Task to complete: Could you rewrite the data below, swapping "asphalt road" for "paved road" throughout, keeping everything else the same and omitting the pictures?

Object position labeling entries:
■ ■ ■

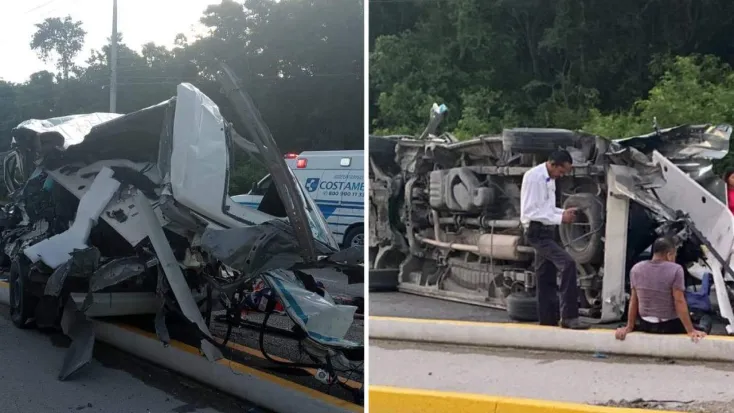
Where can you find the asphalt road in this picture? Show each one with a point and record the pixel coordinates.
(554, 376)
(37, 357)
(113, 382)
(415, 306)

■ ■ ■

Output for this task:
Where can you find the paved road in this picture? Show each one with a point and record the pixel coordinates.
(554, 376)
(37, 357)
(113, 382)
(415, 306)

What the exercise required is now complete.